ABOUT THIS TASK:
Your answer must be a word-for-word copy of the data.

DATA:
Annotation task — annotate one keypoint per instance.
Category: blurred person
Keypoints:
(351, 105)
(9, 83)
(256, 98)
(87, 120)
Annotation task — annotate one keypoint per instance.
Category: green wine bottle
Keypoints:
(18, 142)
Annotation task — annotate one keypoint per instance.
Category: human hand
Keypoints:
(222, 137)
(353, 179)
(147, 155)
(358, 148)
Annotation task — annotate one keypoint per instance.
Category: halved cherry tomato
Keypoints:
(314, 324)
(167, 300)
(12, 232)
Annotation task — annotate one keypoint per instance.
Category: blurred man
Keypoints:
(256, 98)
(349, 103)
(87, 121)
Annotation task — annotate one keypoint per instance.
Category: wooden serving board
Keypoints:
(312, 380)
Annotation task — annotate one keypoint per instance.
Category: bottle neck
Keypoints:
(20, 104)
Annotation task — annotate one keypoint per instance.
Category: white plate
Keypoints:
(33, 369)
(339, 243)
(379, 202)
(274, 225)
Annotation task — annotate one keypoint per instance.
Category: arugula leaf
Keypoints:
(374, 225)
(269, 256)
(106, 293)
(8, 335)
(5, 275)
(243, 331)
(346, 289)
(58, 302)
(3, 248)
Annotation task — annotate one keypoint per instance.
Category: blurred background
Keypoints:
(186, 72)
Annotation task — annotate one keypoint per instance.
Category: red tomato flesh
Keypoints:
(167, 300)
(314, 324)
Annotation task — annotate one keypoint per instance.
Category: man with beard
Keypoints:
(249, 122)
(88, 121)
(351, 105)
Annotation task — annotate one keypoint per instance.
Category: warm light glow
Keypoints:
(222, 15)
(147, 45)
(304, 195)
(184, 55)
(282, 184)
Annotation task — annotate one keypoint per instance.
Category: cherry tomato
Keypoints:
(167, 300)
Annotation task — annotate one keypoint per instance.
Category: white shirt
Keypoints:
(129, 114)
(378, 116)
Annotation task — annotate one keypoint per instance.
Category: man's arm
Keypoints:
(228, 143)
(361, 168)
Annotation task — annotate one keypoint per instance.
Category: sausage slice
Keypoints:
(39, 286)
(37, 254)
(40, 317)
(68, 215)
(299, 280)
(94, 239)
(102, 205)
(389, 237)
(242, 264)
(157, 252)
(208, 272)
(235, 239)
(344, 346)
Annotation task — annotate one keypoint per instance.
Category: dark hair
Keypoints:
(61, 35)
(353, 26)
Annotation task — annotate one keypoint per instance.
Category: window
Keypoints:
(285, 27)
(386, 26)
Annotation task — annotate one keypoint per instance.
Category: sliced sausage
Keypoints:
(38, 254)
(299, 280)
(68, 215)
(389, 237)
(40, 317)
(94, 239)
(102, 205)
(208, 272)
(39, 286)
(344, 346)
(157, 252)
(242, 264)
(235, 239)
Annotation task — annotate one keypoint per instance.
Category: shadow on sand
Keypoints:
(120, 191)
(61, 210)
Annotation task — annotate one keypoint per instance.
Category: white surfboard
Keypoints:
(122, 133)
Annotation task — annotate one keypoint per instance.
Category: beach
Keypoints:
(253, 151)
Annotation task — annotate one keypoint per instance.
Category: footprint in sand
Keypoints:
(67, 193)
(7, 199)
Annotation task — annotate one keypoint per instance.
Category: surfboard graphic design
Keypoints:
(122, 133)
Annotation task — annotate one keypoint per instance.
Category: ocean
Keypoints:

TASK RESULT:
Annotation task — annotate one keypoint per instance.
Category: blurred person
Keypoints:
(351, 105)
(9, 83)
(256, 98)
(87, 120)
Annotation task — annotate one keypoint per instance.
Category: green wine bottle
Keypoints:
(18, 142)
Annotation task — annotate one keypoint per instance.
Category: human hand
Keypoints:
(222, 137)
(353, 179)
(147, 155)
(358, 148)
Annotation task — annotate one keypoint per instance.
Category: halved cherry tomato
Keypoints:
(314, 324)
(167, 300)
(12, 232)
Annotation task — annotate one keypoint per instance.
Category: blurred man
Keypoints:
(256, 98)
(349, 103)
(87, 121)
Annotation task — annotate one keypoint per instance.
Category: wooden serving board
Keypoints:
(312, 380)
Annotation task — annotate one keypoint per instance.
Category: bottle neck
Keypoints:
(20, 104)
Annotation task — annotate one keypoint per instance.
Category: white plate
Keypoints:
(33, 369)
(339, 243)
(379, 202)
(274, 225)
Annotation task — annotate one keypoint per instance.
Category: arugula leaf
Keypoints:
(374, 225)
(269, 256)
(106, 293)
(8, 335)
(5, 275)
(243, 331)
(346, 289)
(58, 302)
(3, 248)
Annotation task — annotate one keypoint per instance.
Category: blurred background
Keypoints:
(186, 72)
Annotation task — annotate one keypoint per instance.
Category: red tomato flesh
Keypoints:
(167, 300)
(314, 324)
Annotation task — annotate one keypoint per instance.
Category: man with beard
Keypoints:
(249, 122)
(88, 121)
(351, 105)
Annotation task — annotate one keypoint per instance.
Category: warm light glow
Keypoints:
(222, 15)
(147, 45)
(304, 195)
(184, 55)
(282, 184)
Annotation task — annotate one keypoint per instance.
Category: cherry tomato
Keypoints:
(167, 300)
Annotation task — annotate one keypoint per instance.
Category: white shirt
Keypoints:
(129, 114)
(378, 116)
Annotation task — annotate one keypoint per instance.
Category: man's arm
Keypoints:
(228, 143)
(361, 168)
Annotation task — annotate one keypoint per instance.
Category: sausage slice
Keypoints:
(39, 286)
(37, 254)
(40, 317)
(68, 215)
(299, 280)
(94, 239)
(102, 205)
(389, 237)
(242, 264)
(157, 252)
(208, 272)
(235, 239)
(344, 346)
Annotation task — annotate one keypoint per instance.
Category: dark hair
Keypoints:
(61, 35)
(353, 26)
Annotation task — annotate one keypoint per instance.
Category: window
Keypoints:
(285, 27)
(386, 26)
Annotation task — annotate one keypoint per instance.
Category: sliced sausage
Keypoints:
(38, 254)
(299, 280)
(68, 215)
(389, 237)
(40, 317)
(94, 239)
(102, 205)
(208, 272)
(39, 286)
(344, 346)
(157, 252)
(242, 264)
(235, 239)
Annotation task — annotate one keypoint per instance.
Category: shadow on sand
Keypoints:
(120, 191)
(61, 210)
Annotation task — annotate one keypoint per instance.
Category: white surfboard
Keypoints:
(122, 133)
Annotation task — annotate one keypoint per instance.
Category: beach
Keypoints:
(253, 151)
Annotation task — annotate one keypoint per instance.
Category: footprint in sand
Keypoints:
(67, 193)
(7, 199)
Annotation task — annotate one keypoint per instance.
Category: surfboard graphic design
Keypoints:
(122, 133)
Annotation task — annotate one keypoint per instance.
Category: ocean
Keypoints:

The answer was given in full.